Description of the task -
Type out the entries below again, character for character.

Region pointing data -
[Start of section]

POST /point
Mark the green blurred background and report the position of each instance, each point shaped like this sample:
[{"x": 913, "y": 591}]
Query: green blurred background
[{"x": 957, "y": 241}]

[End of section]

Finished task -
POST /point
Mark the green blurred background and report the position of each instance, each point shaped like this sample:
[{"x": 913, "y": 591}]
Query: green blurred background
[{"x": 957, "y": 241}]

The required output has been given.